Lectures: Monday, Wednesday, and Friday 2:30-4 in 32-123

## Staff

Role Name Email Office Hours
Instructor David Karger `karger@mit.edu` Arrange by email.
TA Theia Henderson `theia@mit.edu` M4-6 in 36-153, F4-5 in 36-144
TA Michael Coulombe `mcoulomb@mit.edu` M7-9 in 36-153, F4-5 in 36-144

## Summary

The need for efficient algorithms arises in nearly every area of computer science. But the type of problem to be solved, the notion of what algorithms are “efficient,” and even the model of computation can vary widely from area to area.

This course is designed to be a capstone course in algorithms that surveys some of the most powerful algorithmic techniques and key computational models. We will cover a broad selection of topics including amortization, hashing, dimensionality reduction, bit scaling, network flow, linear programing, and approximation algorithms. Domains that we will explore include data structures; algorithmic graph theory; streaming algorithms; online algorithms; parallel algorithms; computational geometry; external memory/cache oblivious algorithms; and continuous optimization.

## Goals

I hope that this class will confer

• some familiarity with several of the main lines of work in algorithms—sufficient to give you some context for formulating and seeking known solutions to an algorithmic problem;
• sufficient background and facility to let you read current research publications in algorithms;
• a set of tools for design and analysis of new algorithms for new problems that you encounter.

## Content

The goal is to be broad rather than deep. This list is approximate.

• Data Structures: Persistent data structures, splay trees.
• Bit Tricks: Word-level parallelism. Transdichotomous model. o(n log n integer sorting.

- Dataset content -
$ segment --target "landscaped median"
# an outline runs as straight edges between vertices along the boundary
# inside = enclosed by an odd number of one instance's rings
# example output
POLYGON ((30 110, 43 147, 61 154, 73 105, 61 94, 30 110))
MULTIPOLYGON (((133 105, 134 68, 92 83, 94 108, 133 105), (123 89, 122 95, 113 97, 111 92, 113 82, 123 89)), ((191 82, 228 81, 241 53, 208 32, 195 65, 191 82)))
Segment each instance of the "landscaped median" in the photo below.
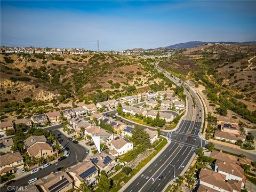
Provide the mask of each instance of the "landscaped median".
POLYGON ((146 165, 151 159, 152 159, 152 158, 155 156, 167 143, 166 139, 161 136, 159 137, 159 138, 162 139, 162 142, 158 143, 155 148, 154 148, 154 149, 155 150, 155 151, 152 153, 147 158, 140 162, 136 167, 136 169, 132 170, 132 171, 128 175, 126 175, 125 172, 122 171, 114 176, 111 178, 113 183, 112 187, 109 190, 106 190, 105 191, 118 191, 122 188, 120 183, 122 182, 122 181, 123 181, 123 182, 125 183, 126 183, 145 165, 146 165))

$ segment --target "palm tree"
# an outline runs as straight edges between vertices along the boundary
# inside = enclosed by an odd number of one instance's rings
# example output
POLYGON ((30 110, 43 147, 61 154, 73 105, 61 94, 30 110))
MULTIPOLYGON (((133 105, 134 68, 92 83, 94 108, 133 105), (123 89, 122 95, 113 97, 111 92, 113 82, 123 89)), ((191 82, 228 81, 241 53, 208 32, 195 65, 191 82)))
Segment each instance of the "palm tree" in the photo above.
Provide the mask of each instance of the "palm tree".
POLYGON ((82 132, 82 137, 84 137, 84 131, 85 131, 85 128, 84 127, 80 127, 80 131, 82 132))

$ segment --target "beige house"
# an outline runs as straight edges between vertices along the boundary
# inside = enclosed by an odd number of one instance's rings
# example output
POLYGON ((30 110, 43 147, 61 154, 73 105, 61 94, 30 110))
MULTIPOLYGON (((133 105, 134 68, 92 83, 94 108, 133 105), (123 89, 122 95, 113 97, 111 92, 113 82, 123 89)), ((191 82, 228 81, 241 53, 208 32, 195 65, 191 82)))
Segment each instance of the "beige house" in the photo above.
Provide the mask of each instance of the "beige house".
POLYGON ((227 117, 219 115, 217 116, 217 125, 221 125, 222 123, 229 123, 238 125, 238 121, 235 119, 231 119, 227 117))
POLYGON ((24 140, 24 145, 27 150, 33 145, 37 143, 45 143, 46 138, 44 135, 31 135, 24 140))
POLYGON ((94 114, 97 113, 98 110, 97 107, 94 103, 85 105, 83 107, 85 109, 87 113, 89 114, 94 114))
POLYGON ((45 125, 48 123, 47 116, 45 114, 34 115, 31 117, 31 120, 34 123, 38 125, 45 125))
POLYGON ((35 183, 44 192, 65 192, 73 189, 72 179, 66 172, 51 173, 35 183))
POLYGON ((245 136, 244 135, 235 134, 220 131, 215 131, 214 137, 215 139, 221 140, 225 140, 226 141, 229 141, 233 143, 235 143, 236 141, 239 140, 243 141, 245 141, 245 136))
POLYGON ((241 189, 241 181, 227 180, 226 175, 205 168, 201 169, 199 174, 200 185, 197 191, 238 192, 241 189))
POLYGON ((5 131, 9 129, 14 130, 13 123, 11 121, 2 122, 0 123, 0 134, 2 135, 5 135, 5 131))
POLYGON ((32 126, 32 122, 31 121, 31 119, 26 118, 17 119, 14 121, 14 123, 15 125, 18 124, 22 124, 25 125, 25 126, 27 127, 30 127, 32 126))
POLYGON ((12 146, 13 146, 12 138, 1 139, 0 140, 0 151, 2 153, 10 152, 12 146))
POLYGON ((71 119, 76 116, 76 113, 72 109, 68 109, 62 110, 62 114, 67 120, 71 119))
POLYGON ((133 143, 125 138, 115 135, 109 143, 109 153, 114 156, 123 155, 133 149, 133 143))
POLYGON ((1 156, 0 174, 14 173, 17 170, 23 167, 23 157, 20 152, 10 153, 1 156))
POLYGON ((57 151, 48 143, 36 143, 29 147, 27 151, 29 157, 37 158, 46 158, 57 154, 57 151))
POLYGON ((105 170, 107 174, 118 165, 116 157, 103 151, 100 155, 97 153, 93 156, 87 156, 87 159, 93 163, 100 171, 105 170))
POLYGON ((91 161, 84 161, 67 170, 74 181, 74 187, 78 188, 84 181, 85 183, 93 186, 98 182, 99 169, 91 161))
POLYGON ((60 118, 61 114, 59 111, 47 113, 46 116, 51 123, 60 122, 61 121, 60 118))
POLYGON ((228 123, 221 123, 221 131, 230 133, 233 133, 236 134, 240 134, 241 132, 240 131, 240 128, 239 126, 236 124, 230 124, 228 123))
POLYGON ((152 108, 154 108, 156 107, 157 105, 158 105, 158 102, 155 100, 150 100, 147 101, 146 102, 146 105, 152 108))
POLYGON ((149 129, 147 128, 144 130, 149 135, 150 138, 150 143, 153 143, 158 137, 158 132, 156 130, 150 130, 149 129))

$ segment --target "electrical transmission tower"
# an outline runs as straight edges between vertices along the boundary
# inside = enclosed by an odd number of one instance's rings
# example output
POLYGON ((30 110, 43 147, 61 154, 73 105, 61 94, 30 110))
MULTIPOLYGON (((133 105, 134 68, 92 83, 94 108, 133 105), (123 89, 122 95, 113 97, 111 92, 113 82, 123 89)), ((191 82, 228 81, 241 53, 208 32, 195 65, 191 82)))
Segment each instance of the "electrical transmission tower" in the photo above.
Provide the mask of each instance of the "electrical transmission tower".
POLYGON ((99 40, 97 40, 97 44, 98 44, 98 51, 100 51, 100 47, 99 46, 99 40))

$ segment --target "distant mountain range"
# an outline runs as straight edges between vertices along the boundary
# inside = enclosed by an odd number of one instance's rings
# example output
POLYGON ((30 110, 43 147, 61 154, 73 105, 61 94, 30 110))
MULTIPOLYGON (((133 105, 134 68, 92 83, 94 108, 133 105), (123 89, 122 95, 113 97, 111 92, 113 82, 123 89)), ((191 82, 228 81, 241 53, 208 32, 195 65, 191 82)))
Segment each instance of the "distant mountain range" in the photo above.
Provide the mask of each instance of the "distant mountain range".
POLYGON ((170 49, 186 49, 186 48, 190 48, 190 47, 194 47, 197 46, 204 45, 206 44, 211 43, 211 44, 215 44, 215 43, 226 43, 226 44, 250 44, 250 43, 255 43, 256 42, 201 42, 201 41, 191 41, 186 43, 181 43, 176 44, 175 45, 167 46, 166 47, 170 48, 170 49))

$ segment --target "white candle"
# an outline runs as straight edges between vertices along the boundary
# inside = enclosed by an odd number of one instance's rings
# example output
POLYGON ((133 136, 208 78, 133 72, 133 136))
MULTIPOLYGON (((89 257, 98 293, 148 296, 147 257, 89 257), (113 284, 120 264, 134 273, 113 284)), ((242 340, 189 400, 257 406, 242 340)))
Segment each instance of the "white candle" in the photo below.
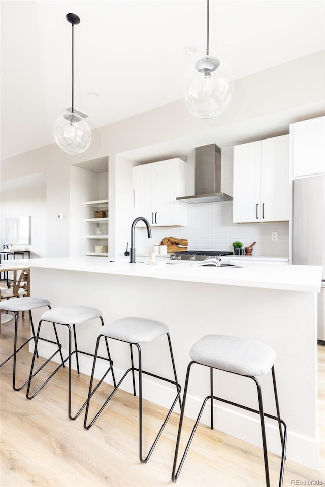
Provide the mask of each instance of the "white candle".
POLYGON ((156 254, 154 252, 150 252, 149 254, 149 262, 155 262, 156 254))

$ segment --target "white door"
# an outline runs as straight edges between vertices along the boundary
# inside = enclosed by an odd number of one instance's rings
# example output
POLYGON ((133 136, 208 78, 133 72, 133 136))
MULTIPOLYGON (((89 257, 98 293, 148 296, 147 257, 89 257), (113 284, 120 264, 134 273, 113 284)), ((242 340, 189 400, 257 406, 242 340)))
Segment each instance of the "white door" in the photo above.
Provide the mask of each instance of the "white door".
POLYGON ((170 159, 157 163, 156 177, 157 204, 154 216, 155 224, 160 226, 173 225, 174 221, 175 160, 170 159))
POLYGON ((234 147, 233 222, 256 222, 261 207, 261 141, 234 147))
POLYGON ((262 141, 260 220, 289 220, 289 135, 262 141))
MULTIPOLYGON (((149 224, 152 224, 152 164, 144 164, 133 168, 134 191, 134 217, 144 217, 149 224)), ((144 226, 140 221, 138 225, 144 226)))

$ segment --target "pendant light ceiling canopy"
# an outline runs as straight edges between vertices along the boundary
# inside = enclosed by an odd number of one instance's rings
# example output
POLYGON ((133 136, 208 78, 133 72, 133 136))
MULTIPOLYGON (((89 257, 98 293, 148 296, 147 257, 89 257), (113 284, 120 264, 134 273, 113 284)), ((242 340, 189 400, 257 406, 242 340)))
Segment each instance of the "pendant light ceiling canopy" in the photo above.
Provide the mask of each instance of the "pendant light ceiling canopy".
POLYGON ((199 118, 212 118, 221 113, 233 95, 233 75, 223 61, 209 54, 209 0, 207 2, 206 56, 199 59, 187 73, 184 102, 199 118))
POLYGON ((66 16, 72 27, 72 104, 67 113, 60 115, 54 127, 55 142, 60 149, 68 154, 81 154, 84 152, 91 142, 91 130, 84 119, 87 115, 75 111, 74 106, 74 25, 80 23, 76 14, 69 13, 66 16))

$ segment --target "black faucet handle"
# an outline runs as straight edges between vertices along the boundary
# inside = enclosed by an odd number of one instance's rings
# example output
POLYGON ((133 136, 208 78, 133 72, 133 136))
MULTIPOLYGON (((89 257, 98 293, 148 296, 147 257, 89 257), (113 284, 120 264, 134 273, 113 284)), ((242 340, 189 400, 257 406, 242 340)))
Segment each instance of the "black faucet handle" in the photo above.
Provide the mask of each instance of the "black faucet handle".
POLYGON ((127 243, 126 244, 126 250, 124 253, 124 255, 127 257, 129 257, 130 255, 129 252, 127 250, 128 247, 128 242, 127 242, 127 243))

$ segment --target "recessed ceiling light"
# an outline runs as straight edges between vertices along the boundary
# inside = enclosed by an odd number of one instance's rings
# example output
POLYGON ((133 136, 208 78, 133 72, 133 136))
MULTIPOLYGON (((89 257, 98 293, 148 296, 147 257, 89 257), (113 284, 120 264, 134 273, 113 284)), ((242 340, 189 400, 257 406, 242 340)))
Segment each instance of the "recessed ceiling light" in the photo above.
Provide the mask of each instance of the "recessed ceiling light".
POLYGON ((185 52, 188 56, 191 56, 197 52, 197 48, 194 46, 186 46, 185 52))

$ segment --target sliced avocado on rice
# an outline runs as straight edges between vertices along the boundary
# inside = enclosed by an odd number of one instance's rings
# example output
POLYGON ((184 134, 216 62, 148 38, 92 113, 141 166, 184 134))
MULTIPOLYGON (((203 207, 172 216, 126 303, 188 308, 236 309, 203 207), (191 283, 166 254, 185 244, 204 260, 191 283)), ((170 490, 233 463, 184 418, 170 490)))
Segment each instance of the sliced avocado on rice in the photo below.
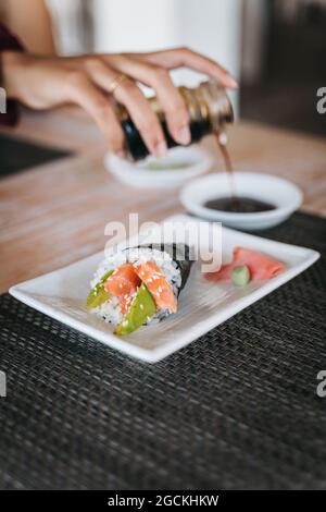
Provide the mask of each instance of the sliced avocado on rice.
POLYGON ((139 329, 151 318, 156 312, 155 302, 148 291, 147 285, 142 283, 137 291, 130 309, 124 316, 122 321, 116 326, 114 333, 117 336, 130 334, 139 329))
POLYGON ((88 309, 101 306, 104 302, 111 298, 111 293, 104 289, 105 281, 113 273, 113 270, 109 270, 104 276, 101 277, 100 281, 90 290, 86 305, 88 309))

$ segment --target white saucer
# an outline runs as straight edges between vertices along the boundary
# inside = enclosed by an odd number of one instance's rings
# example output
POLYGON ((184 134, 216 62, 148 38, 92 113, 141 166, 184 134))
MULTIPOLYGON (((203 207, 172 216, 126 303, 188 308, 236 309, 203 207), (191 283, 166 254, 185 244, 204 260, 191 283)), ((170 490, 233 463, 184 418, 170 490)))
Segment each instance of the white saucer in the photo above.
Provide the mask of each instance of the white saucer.
POLYGON ((109 153, 104 158, 109 172, 126 185, 138 188, 176 188, 206 172, 211 164, 210 155, 199 146, 176 147, 164 158, 148 157, 139 162, 109 153))
POLYGON ((302 204, 302 192, 281 178, 258 172, 235 172, 235 190, 239 197, 250 197, 275 205, 275 209, 258 214, 234 214, 213 210, 205 202, 230 195, 230 181, 226 172, 216 172, 191 181, 180 192, 185 208, 198 217, 223 222, 240 230, 255 231, 284 222, 302 204))

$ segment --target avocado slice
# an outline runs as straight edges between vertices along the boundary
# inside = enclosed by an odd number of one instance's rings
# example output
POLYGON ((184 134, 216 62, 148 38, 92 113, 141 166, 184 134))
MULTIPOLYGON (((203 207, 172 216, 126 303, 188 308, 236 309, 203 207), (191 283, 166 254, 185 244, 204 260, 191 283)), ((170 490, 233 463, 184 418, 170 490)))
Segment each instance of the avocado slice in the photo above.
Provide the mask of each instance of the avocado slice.
POLYGON ((93 309, 95 307, 104 304, 111 297, 111 293, 104 290, 104 284, 108 278, 113 273, 113 270, 109 270, 104 276, 101 277, 100 281, 90 290, 86 305, 88 309, 93 309))
POLYGON ((142 283, 137 291, 137 295, 133 301, 130 309, 124 316, 122 321, 116 326, 114 333, 117 336, 130 334, 141 327, 156 310, 155 302, 142 283))

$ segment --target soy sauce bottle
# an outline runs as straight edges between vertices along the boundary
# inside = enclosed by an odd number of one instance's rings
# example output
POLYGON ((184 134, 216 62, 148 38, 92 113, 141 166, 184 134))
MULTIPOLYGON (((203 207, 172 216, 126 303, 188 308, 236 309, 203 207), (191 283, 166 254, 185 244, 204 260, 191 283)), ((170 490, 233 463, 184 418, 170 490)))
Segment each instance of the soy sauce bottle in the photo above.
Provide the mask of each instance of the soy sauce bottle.
MULTIPOLYGON (((191 143, 201 141, 204 135, 223 131, 226 123, 234 121, 231 102, 224 87, 213 81, 202 82, 196 88, 179 87, 184 97, 190 120, 191 143)), ((162 125, 167 147, 179 146, 168 133, 164 112, 155 96, 149 98, 152 109, 158 114, 162 125)), ((117 106, 117 113, 126 137, 126 149, 134 160, 140 160, 149 155, 141 135, 123 106, 117 106)))

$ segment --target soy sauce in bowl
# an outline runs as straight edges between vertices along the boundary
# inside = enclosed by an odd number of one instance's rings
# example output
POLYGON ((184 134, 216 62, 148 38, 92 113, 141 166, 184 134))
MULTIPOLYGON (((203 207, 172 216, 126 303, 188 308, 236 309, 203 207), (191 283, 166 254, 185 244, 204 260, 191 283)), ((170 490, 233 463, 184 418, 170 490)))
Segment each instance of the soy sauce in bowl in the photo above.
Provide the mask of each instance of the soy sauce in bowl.
POLYGON ((261 214, 262 211, 275 210, 276 206, 271 203, 252 197, 238 196, 234 166, 227 147, 227 136, 220 131, 215 131, 214 135, 228 175, 230 195, 228 197, 216 197, 206 200, 203 206, 212 210, 227 211, 229 214, 261 214))
POLYGON ((259 214, 275 210, 275 205, 251 197, 217 197, 203 205, 212 210, 227 211, 229 214, 259 214))

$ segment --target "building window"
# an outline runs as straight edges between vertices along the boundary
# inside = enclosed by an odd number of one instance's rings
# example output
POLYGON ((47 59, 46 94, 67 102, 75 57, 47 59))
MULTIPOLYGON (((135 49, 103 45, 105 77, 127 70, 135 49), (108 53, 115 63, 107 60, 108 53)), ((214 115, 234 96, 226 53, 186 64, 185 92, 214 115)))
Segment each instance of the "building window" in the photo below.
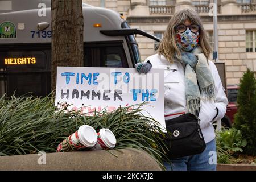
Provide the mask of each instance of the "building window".
POLYGON ((209 1, 192 1, 192 4, 193 5, 209 5, 209 1))
POLYGON ((166 5, 167 1, 166 0, 150 0, 150 5, 166 5))
POLYGON ((213 31, 210 31, 207 32, 207 35, 209 38, 209 43, 210 43, 212 49, 213 50, 214 48, 214 39, 213 39, 213 31))
POLYGON ((256 52, 256 30, 247 30, 246 32, 246 52, 256 52))
MULTIPOLYGON (((154 32, 154 35, 156 37, 157 37, 157 38, 158 38, 159 39, 162 39, 162 38, 163 38, 163 34, 164 34, 164 32, 154 32)), ((155 50, 157 49, 159 43, 158 42, 155 41, 155 43, 154 43, 155 50)))
POLYGON ((237 0, 237 3, 238 4, 250 4, 251 0, 237 0))

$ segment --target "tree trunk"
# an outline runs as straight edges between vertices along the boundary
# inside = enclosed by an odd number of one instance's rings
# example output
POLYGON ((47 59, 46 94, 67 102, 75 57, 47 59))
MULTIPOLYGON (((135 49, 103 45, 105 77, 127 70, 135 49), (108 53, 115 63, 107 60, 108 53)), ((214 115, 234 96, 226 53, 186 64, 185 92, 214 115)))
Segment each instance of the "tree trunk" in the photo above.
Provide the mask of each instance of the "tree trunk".
POLYGON ((82 67, 84 18, 82 0, 52 0, 52 90, 57 66, 82 67))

- What the exercise asks -
Retype the part of the algorithms course page between "The goal is" and "n integer sorting.", inclusive.

- The output -
The goal is to be broad rather than deep. This list is approximate.

• Data Structures: Persistent data structures, splay trees.
• Bit Tricks: Word-level parallelism. Transdichotomous model. o(n log n integer sorting.